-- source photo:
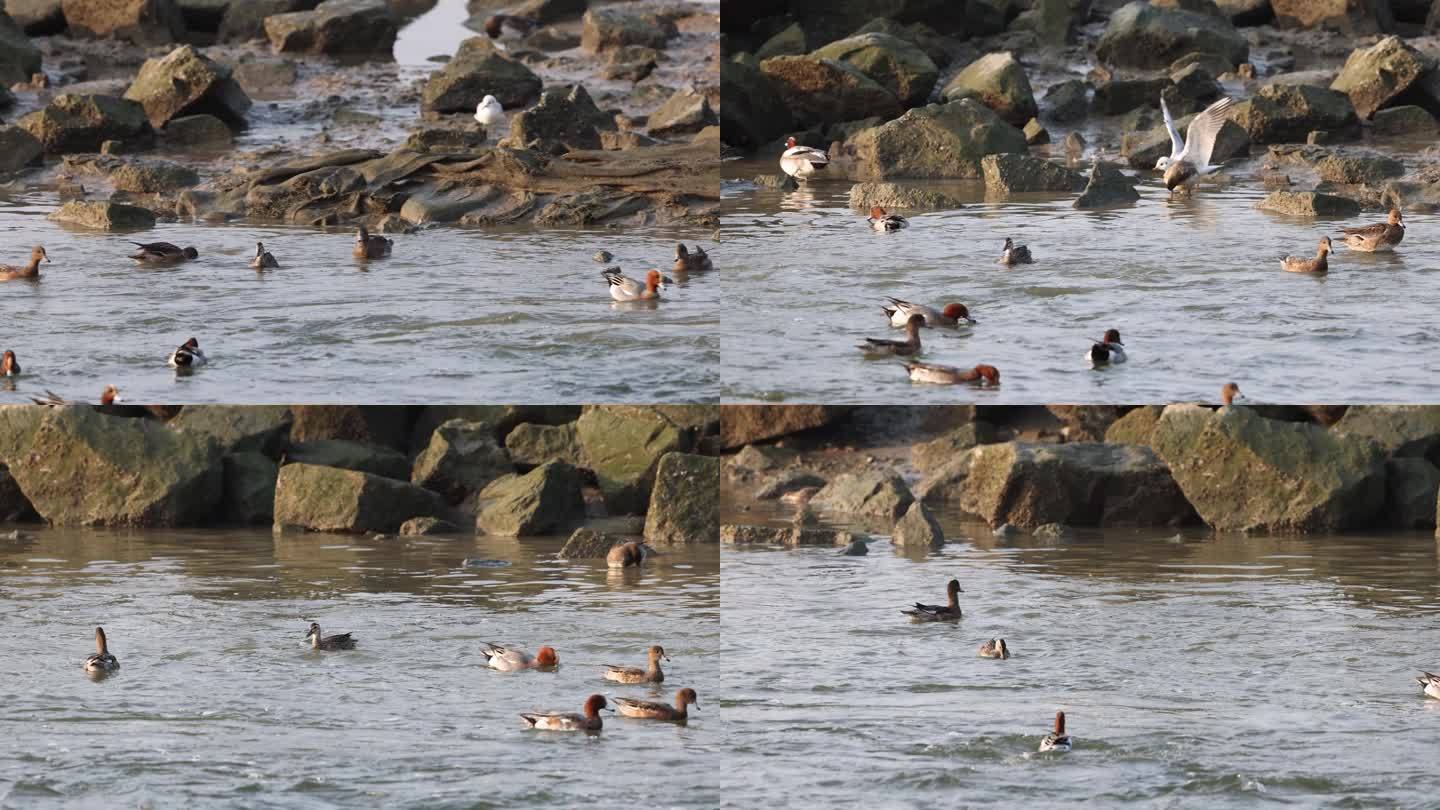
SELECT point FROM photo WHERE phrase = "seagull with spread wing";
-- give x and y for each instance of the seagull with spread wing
(1190, 156)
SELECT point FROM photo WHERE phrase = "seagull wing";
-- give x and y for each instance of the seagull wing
(1204, 128)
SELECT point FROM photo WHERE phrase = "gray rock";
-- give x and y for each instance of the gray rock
(997, 81)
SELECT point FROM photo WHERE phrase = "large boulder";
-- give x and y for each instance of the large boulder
(827, 91)
(81, 123)
(1149, 38)
(480, 69)
(1011, 173)
(622, 447)
(329, 499)
(752, 113)
(997, 81)
(684, 503)
(1375, 75)
(186, 82)
(143, 22)
(19, 58)
(1076, 483)
(546, 500)
(897, 65)
(90, 469)
(346, 28)
(462, 457)
(1289, 113)
(1243, 472)
(935, 141)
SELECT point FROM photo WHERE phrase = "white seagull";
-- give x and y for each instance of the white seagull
(1190, 156)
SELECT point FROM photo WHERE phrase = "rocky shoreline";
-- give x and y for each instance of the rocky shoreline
(522, 470)
(1283, 470)
(297, 113)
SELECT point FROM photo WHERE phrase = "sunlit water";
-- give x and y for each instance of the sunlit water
(1193, 284)
(218, 702)
(1194, 672)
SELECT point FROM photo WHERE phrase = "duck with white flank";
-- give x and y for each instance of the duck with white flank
(801, 162)
(1190, 156)
(1108, 350)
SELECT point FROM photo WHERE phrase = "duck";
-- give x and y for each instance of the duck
(948, 611)
(30, 270)
(949, 375)
(1430, 682)
(370, 247)
(1014, 254)
(163, 254)
(1108, 350)
(101, 660)
(994, 649)
(510, 659)
(264, 260)
(1319, 264)
(691, 261)
(490, 113)
(624, 288)
(801, 162)
(339, 642)
(635, 675)
(952, 314)
(879, 346)
(569, 721)
(1380, 237)
(882, 221)
(1190, 156)
(187, 355)
(653, 711)
(628, 555)
(1057, 740)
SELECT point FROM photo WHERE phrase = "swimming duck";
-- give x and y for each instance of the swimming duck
(162, 252)
(510, 659)
(490, 113)
(1430, 682)
(882, 221)
(569, 721)
(877, 346)
(101, 660)
(32, 270)
(653, 711)
(628, 555)
(801, 162)
(1108, 350)
(994, 649)
(948, 611)
(1190, 157)
(686, 261)
(339, 642)
(624, 288)
(951, 375)
(952, 314)
(1380, 237)
(1319, 264)
(370, 247)
(635, 675)
(187, 356)
(1014, 254)
(264, 260)
(1057, 740)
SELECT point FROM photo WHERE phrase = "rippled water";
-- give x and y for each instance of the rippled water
(1194, 286)
(454, 316)
(1194, 672)
(218, 702)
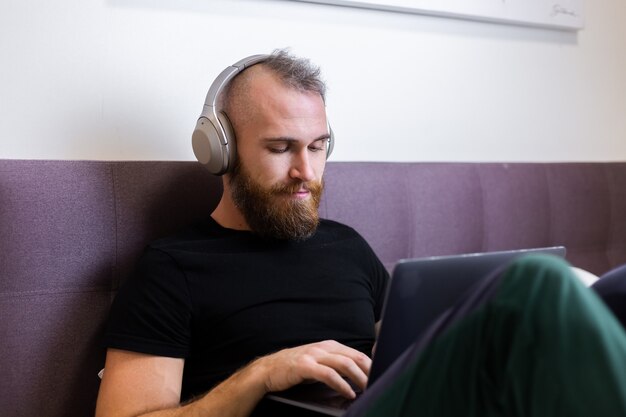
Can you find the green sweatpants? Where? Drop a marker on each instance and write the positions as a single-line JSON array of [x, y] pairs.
[[541, 345]]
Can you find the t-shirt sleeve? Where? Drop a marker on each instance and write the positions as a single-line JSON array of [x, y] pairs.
[[152, 310]]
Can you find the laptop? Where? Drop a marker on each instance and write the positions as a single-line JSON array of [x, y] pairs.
[[420, 290]]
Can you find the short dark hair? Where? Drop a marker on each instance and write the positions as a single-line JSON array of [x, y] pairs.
[[298, 73], [295, 72]]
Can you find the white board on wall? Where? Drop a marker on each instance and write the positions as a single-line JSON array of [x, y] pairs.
[[558, 14]]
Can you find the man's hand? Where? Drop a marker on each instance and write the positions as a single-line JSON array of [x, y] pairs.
[[328, 362], [136, 384]]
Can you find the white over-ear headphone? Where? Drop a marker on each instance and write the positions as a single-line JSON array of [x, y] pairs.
[[213, 140]]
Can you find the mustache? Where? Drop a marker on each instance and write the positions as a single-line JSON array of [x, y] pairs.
[[312, 186]]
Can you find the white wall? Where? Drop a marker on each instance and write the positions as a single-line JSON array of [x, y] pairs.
[[126, 79]]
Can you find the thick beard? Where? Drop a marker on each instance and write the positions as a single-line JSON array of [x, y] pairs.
[[270, 212]]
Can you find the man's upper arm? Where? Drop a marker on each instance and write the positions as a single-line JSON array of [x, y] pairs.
[[135, 383]]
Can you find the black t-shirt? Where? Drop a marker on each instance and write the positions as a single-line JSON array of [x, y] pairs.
[[220, 298]]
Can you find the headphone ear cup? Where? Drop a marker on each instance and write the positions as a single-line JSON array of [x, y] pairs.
[[208, 147], [230, 149]]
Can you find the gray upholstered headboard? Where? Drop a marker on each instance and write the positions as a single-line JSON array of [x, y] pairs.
[[70, 232]]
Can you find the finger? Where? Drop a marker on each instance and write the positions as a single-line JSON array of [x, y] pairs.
[[334, 380], [363, 361], [346, 367]]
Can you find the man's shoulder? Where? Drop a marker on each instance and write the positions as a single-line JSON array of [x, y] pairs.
[[337, 229]]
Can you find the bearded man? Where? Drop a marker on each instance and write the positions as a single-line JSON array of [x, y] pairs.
[[262, 295]]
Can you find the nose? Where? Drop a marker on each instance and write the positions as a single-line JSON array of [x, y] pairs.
[[301, 167]]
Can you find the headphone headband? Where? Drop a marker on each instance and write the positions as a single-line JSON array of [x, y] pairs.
[[213, 139]]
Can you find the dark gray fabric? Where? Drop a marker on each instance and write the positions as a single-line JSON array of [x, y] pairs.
[[70, 232]]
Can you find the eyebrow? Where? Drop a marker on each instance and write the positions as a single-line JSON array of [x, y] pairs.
[[288, 139]]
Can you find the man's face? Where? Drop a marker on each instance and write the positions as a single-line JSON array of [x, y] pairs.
[[281, 143]]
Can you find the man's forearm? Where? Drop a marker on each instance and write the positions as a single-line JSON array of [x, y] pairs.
[[235, 397]]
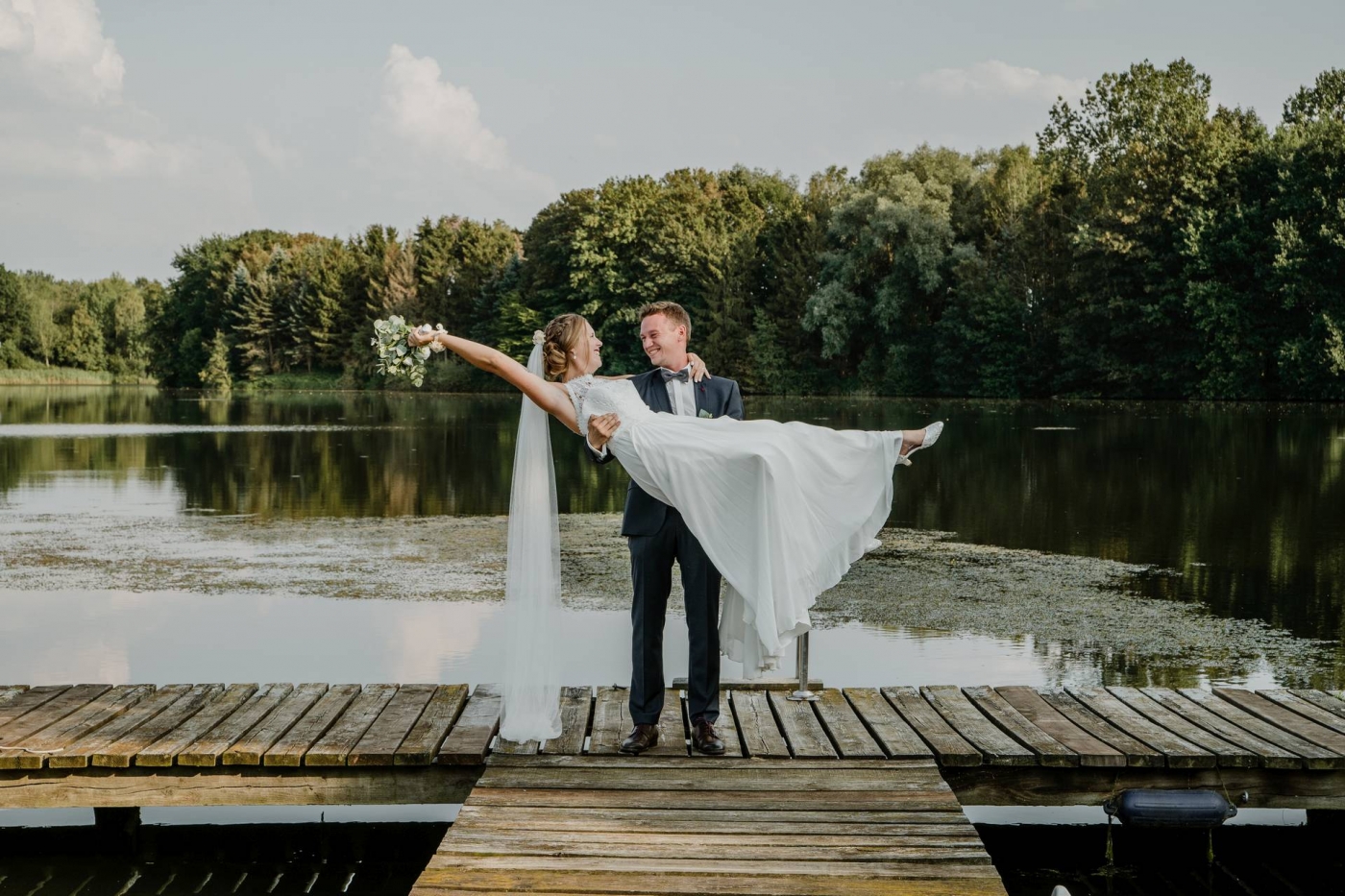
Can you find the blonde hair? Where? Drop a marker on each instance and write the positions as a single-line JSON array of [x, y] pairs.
[[560, 336], [674, 312]]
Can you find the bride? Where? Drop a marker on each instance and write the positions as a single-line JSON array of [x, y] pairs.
[[782, 509]]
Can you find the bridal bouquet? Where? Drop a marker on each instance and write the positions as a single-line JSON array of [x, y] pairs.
[[396, 356]]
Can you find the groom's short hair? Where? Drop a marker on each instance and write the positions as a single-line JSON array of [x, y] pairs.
[[670, 309]]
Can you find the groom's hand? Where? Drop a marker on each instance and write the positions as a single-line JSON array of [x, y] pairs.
[[601, 429]]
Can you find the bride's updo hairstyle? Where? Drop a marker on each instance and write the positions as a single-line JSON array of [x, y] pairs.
[[561, 335]]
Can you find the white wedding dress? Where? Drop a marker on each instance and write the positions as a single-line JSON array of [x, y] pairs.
[[782, 509]]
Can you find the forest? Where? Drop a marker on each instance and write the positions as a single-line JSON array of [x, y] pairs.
[[1150, 245]]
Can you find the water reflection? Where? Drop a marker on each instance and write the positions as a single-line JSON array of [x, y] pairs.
[[1246, 500], [172, 637]]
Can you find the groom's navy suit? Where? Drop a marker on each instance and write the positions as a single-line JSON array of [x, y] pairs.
[[656, 536]]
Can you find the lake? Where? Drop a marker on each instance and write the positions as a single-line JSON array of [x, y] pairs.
[[1230, 513]]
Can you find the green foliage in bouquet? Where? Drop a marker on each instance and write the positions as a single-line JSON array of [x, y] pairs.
[[396, 356]]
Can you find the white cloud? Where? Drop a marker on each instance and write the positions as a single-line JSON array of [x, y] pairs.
[[278, 155], [90, 182], [436, 116], [995, 78], [61, 49], [96, 154]]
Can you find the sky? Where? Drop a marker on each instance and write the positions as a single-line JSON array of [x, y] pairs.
[[130, 128]]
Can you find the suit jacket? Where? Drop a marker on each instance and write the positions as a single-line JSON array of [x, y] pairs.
[[721, 397]]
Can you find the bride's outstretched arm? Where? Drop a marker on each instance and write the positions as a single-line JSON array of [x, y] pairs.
[[550, 397]]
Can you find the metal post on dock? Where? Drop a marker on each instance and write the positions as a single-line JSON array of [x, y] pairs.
[[803, 693]]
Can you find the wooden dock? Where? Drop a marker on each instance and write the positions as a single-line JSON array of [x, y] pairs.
[[860, 791]]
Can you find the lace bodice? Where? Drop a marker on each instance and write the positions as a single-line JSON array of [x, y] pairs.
[[605, 396]]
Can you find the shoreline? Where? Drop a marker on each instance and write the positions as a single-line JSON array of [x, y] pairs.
[[1076, 607]]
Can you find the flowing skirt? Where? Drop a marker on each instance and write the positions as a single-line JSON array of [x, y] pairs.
[[782, 510]]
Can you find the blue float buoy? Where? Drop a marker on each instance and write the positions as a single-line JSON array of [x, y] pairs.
[[1170, 808]]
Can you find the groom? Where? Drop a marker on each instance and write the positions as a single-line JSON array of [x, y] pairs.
[[656, 536]]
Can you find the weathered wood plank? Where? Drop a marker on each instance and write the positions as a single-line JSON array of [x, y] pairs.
[[10, 691], [426, 738], [947, 744], [1179, 751], [941, 799], [33, 751], [232, 786], [799, 824], [164, 750], [697, 761], [471, 736], [843, 849], [1308, 709], [672, 738], [756, 722], [456, 883], [1044, 715], [730, 777], [50, 711], [483, 835], [123, 751], [80, 754], [1036, 786], [1317, 744], [728, 729], [611, 720], [379, 744], [802, 729], [291, 747], [1230, 755], [652, 871], [1134, 752], [997, 747], [251, 750], [23, 700], [211, 747], [844, 728], [894, 736], [1006, 715], [1321, 700], [1208, 714], [517, 748], [340, 739], [1022, 712], [575, 709], [665, 883]]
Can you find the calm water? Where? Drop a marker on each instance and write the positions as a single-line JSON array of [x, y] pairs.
[[1247, 502]]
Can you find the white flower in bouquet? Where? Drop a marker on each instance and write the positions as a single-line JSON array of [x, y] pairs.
[[396, 355]]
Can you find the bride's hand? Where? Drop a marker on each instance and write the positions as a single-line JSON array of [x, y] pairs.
[[419, 336], [698, 369]]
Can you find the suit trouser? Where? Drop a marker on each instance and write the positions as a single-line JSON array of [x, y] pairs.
[[651, 570]]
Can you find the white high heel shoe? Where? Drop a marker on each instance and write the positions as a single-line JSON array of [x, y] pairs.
[[931, 436]]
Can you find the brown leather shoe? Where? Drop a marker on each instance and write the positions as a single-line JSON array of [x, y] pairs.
[[643, 738], [705, 740]]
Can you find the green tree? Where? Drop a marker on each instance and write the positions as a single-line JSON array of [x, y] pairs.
[[215, 375], [83, 345], [1133, 163]]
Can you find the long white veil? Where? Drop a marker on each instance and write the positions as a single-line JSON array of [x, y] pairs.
[[533, 580]]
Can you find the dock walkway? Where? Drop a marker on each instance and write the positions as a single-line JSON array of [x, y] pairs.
[[860, 791]]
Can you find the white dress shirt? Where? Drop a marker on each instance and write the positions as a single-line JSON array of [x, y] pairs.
[[681, 396]]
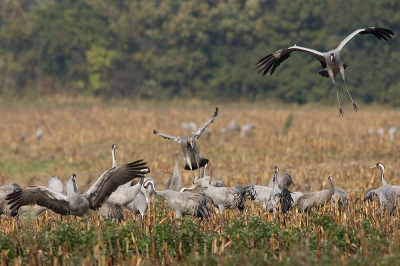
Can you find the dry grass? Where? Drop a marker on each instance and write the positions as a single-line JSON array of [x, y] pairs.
[[78, 139]]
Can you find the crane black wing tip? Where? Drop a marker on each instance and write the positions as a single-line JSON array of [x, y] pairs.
[[145, 170], [12, 197]]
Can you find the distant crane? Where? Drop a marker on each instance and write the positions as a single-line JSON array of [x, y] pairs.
[[183, 202], [330, 61], [223, 197], [317, 198], [189, 146], [174, 182], [386, 194]]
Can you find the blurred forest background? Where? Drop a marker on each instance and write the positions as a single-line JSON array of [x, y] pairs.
[[201, 49]]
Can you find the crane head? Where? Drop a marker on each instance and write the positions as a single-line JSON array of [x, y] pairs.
[[378, 165], [276, 169], [190, 141]]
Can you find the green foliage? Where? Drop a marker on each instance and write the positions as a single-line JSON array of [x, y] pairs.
[[79, 237], [205, 49]]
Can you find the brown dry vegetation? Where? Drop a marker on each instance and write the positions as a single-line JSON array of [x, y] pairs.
[[78, 140]]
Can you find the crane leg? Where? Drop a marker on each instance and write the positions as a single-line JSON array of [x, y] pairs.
[[340, 107], [345, 86], [341, 113]]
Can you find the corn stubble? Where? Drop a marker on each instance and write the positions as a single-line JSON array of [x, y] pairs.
[[78, 140]]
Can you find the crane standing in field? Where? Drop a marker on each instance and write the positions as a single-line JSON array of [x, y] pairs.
[[174, 182], [330, 61], [183, 202], [76, 203], [386, 194], [317, 198], [189, 146]]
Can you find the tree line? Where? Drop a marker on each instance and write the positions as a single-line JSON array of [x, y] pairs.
[[206, 49]]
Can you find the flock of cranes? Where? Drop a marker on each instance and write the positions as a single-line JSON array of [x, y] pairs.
[[116, 190]]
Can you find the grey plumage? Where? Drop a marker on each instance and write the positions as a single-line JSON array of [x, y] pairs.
[[371, 194], [125, 195], [386, 194], [317, 198], [206, 179], [174, 182], [189, 146], [112, 210], [330, 61], [139, 204], [75, 203], [223, 197], [295, 197], [4, 192], [55, 184], [342, 197], [183, 203], [259, 194], [284, 181]]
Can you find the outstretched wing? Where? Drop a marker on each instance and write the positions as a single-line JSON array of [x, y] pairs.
[[55, 184], [272, 61], [166, 136], [111, 179], [41, 196], [203, 127], [379, 33]]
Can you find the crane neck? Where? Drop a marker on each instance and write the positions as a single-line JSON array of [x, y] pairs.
[[114, 163], [331, 186], [382, 177], [75, 186], [152, 187]]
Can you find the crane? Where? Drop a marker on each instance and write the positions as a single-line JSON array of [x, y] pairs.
[[189, 146], [331, 62]]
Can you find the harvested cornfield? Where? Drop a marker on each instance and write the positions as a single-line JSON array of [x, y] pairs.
[[308, 144]]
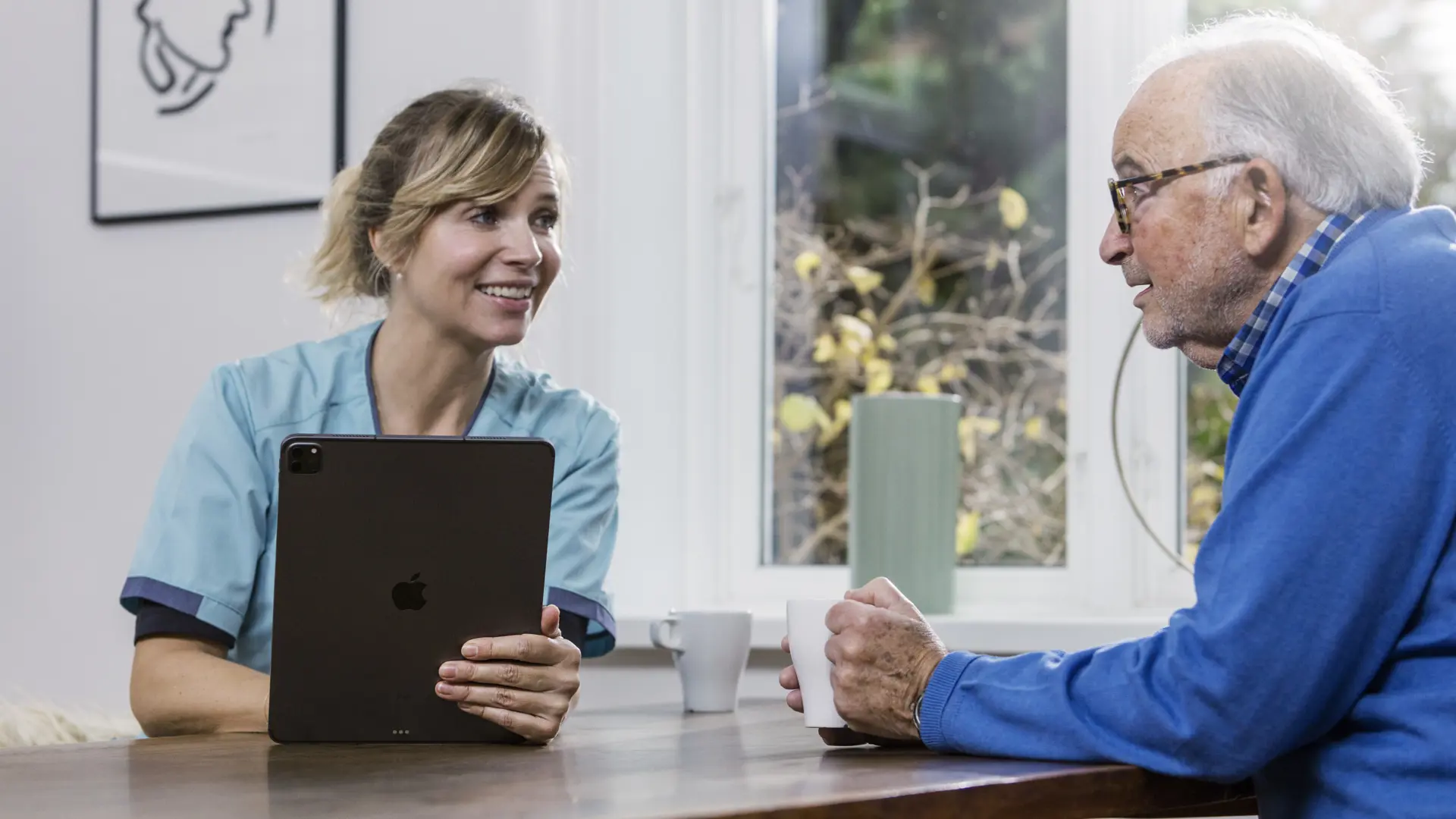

→ What is expected
Show each line of the listing that holds the string "phrase".

→ Answer
SELECT point FROM photo WHERE phrase = "seagull with spread wing";
SELECT point FROM photo WHERE phrase = "seagull wing";
SELECT point FROM photo WHERE phrase = "gray rock";
SELECT point FROM photo WHERE phrase = "large boulder";
SELECT point FROM photo WHERE phrase = "white seagull";
SELECT point FROM photo WHERE phrase = "rocky shoreline";
SELECT point FROM photo WHERE phrase = "sunlit water";
SELECT point FROM photo WHERE phrase = "duck with white flank";
SELECT point FROM photo WHERE phrase = "duck";
SELECT point FROM photo WHERE phrase = "swimming duck";
SELECT point FROM photo WHERE phrase = "rippled water";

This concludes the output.